What is being asked - Copy each of the records below word for word.
* START Information provided *
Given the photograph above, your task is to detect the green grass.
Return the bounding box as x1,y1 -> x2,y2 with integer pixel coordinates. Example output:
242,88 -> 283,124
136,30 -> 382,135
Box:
* END Information provided *
Solution to the problem -
Given the photograph above, your task is to detect the green grass.
Return the bounding box as x1,y1 -> x2,y2 with integer pixel coordinates. Example output:
242,88 -> 283,124
136,30 -> 382,135
Box:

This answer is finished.